• [Set task]
Retype the records below word for word, leaving out the pictures.

##### Stored records

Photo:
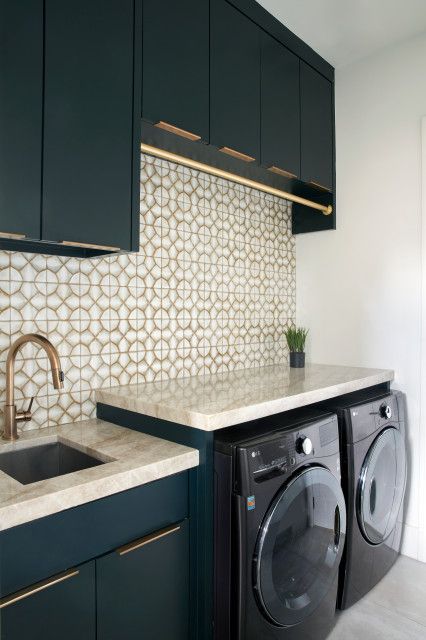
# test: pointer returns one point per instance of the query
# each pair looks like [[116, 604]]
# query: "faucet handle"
[[30, 406], [25, 416]]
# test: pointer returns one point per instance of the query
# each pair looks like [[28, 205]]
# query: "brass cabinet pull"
[[282, 172], [12, 236], [326, 210], [87, 245], [177, 130], [319, 185], [237, 154], [152, 537], [36, 588]]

##########

• [Expected answer]
Photo:
# test: pointer returns one point per instance of the query
# each pair looks like [[116, 604]]
# query: "faucet handle"
[[30, 406], [25, 416]]
# test: pointer returns one point per instance of the query
# each pair looks like [[28, 205]]
# query: "brass cabinet pull"
[[282, 172], [12, 236], [326, 210], [87, 245], [177, 130], [319, 185], [237, 154], [152, 537], [36, 588]]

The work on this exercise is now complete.